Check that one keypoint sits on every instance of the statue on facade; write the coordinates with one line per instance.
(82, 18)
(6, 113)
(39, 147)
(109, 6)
────────────────────
> EXERCISE OBJECTIVE
From beginning to end, the data must be duplicated exactly.

> OUTPUT OF THE EXERCISE
Check that one keypoint sits on every instance of the statue on facade; write the coordinates with one line per instance.
(82, 18)
(6, 113)
(39, 147)
(109, 6)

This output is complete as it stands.